The full set of entries below should be transcribed exactly.

Excerpted records:
_ _ _ _ _
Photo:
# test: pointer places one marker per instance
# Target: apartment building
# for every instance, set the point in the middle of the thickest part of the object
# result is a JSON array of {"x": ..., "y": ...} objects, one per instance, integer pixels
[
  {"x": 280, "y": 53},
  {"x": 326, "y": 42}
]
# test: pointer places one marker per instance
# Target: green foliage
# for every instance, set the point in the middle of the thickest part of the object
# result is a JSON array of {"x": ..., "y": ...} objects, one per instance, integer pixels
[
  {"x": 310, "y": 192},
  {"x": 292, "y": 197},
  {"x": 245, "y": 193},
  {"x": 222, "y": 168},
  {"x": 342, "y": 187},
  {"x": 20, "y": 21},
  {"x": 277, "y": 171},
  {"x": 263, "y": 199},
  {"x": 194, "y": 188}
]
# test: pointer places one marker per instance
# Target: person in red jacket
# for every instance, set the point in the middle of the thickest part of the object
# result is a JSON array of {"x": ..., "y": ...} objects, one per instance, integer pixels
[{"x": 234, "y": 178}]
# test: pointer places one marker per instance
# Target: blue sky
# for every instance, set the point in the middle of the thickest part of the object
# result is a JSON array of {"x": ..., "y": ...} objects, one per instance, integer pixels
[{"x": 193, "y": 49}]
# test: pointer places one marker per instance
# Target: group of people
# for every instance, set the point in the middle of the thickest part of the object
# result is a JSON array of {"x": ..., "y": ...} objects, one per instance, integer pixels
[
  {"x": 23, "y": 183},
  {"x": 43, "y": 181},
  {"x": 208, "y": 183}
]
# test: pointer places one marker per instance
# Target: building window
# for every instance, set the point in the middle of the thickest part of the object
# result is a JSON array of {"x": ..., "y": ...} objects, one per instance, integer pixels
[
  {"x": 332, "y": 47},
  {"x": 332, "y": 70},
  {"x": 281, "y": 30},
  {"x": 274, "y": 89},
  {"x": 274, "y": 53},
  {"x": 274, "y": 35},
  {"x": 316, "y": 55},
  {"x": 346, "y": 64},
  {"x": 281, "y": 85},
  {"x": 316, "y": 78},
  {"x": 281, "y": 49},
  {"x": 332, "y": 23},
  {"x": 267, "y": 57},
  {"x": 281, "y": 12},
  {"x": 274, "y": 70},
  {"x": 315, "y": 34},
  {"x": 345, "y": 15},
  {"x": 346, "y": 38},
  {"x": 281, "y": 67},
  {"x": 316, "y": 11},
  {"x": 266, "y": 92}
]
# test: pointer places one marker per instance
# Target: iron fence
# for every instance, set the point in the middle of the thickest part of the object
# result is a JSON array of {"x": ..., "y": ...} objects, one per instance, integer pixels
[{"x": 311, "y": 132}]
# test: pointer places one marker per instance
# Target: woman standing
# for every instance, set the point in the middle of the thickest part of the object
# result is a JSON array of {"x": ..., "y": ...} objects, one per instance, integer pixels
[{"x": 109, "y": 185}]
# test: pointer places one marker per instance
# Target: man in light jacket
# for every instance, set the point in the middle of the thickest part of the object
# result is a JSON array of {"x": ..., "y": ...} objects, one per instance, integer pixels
_ _ _ _ _
Exercise answer:
Photo:
# test: pointer places one marker per instance
# Target: apartment building
# for every instance, set the point in the middle of the thickest part of the object
# result is a JSON array of {"x": ..., "y": ...} objects, one per instance, integer pixels
[
  {"x": 280, "y": 53},
  {"x": 326, "y": 42}
]
# test: pointer places one marker per instance
# Target: green foliage
# for every instance, set the point in the middle of the thickest part of the object
# result is a JSON array of {"x": ..., "y": ...} objects, one per instance, integer pixels
[
  {"x": 310, "y": 192},
  {"x": 292, "y": 197},
  {"x": 245, "y": 193},
  {"x": 222, "y": 168},
  {"x": 342, "y": 187},
  {"x": 20, "y": 21},
  {"x": 277, "y": 171},
  {"x": 263, "y": 199},
  {"x": 194, "y": 188}
]
# test: pointer places one marker per instance
# Target: person in red jacket
# for every instance, set the point in the middle of the thickest part of the object
# result is a JSON array of {"x": ..., "y": ...} objects, one per instance, integer pixels
[{"x": 234, "y": 178}]
# test: pointer places one marker per instance
# Target: blue sky
# for every instance, set the point in the middle of the thickest part of the object
# result is a JSON array of {"x": ..., "y": ...} objects, one per instance, integer pixels
[{"x": 193, "y": 49}]
# test: pointer places one marker per instance
# Target: group of people
# for every instance, set the point in the middle of the thickest part of the object
# result is a JSON array of {"x": ..., "y": ...} objects, one per instance, integer pixels
[
  {"x": 23, "y": 183},
  {"x": 43, "y": 181},
  {"x": 208, "y": 183}
]
# test: pointer places one marker per instance
# Target: building window
# for every instance, set the point in the middle of the thickest part of the object
# result is a JSON array of {"x": ..., "y": ...} objects, one per instance, integer pixels
[
  {"x": 332, "y": 47},
  {"x": 332, "y": 70},
  {"x": 281, "y": 30},
  {"x": 274, "y": 89},
  {"x": 274, "y": 53},
  {"x": 274, "y": 35},
  {"x": 316, "y": 55},
  {"x": 346, "y": 64},
  {"x": 281, "y": 85},
  {"x": 316, "y": 78},
  {"x": 281, "y": 49},
  {"x": 332, "y": 23},
  {"x": 267, "y": 57},
  {"x": 281, "y": 12},
  {"x": 274, "y": 70},
  {"x": 315, "y": 34},
  {"x": 345, "y": 15},
  {"x": 346, "y": 38},
  {"x": 281, "y": 67},
  {"x": 316, "y": 11},
  {"x": 266, "y": 92}
]
# test: pointer places one marker per instance
# Target: iron fence
# for every instance, set the point in the middle of the thickest part of the object
# result is a JSON array of {"x": ..., "y": ...} objects, one per instance, integer pixels
[{"x": 311, "y": 132}]
# test: pointer places one marker per instance
# Target: woman standing
# for every instance, set the point in the middle of the thickest part of the object
# result is a JSON array of {"x": ..., "y": ...} objects, one per instance, integer pixels
[{"x": 109, "y": 185}]
# test: pointer places one marker per instance
# Target: man in light jacket
# for every instance, set the point in the middle of the thickest part of the object
# result is a JSON array of {"x": ..., "y": ...} objects, one per instance, integer pixels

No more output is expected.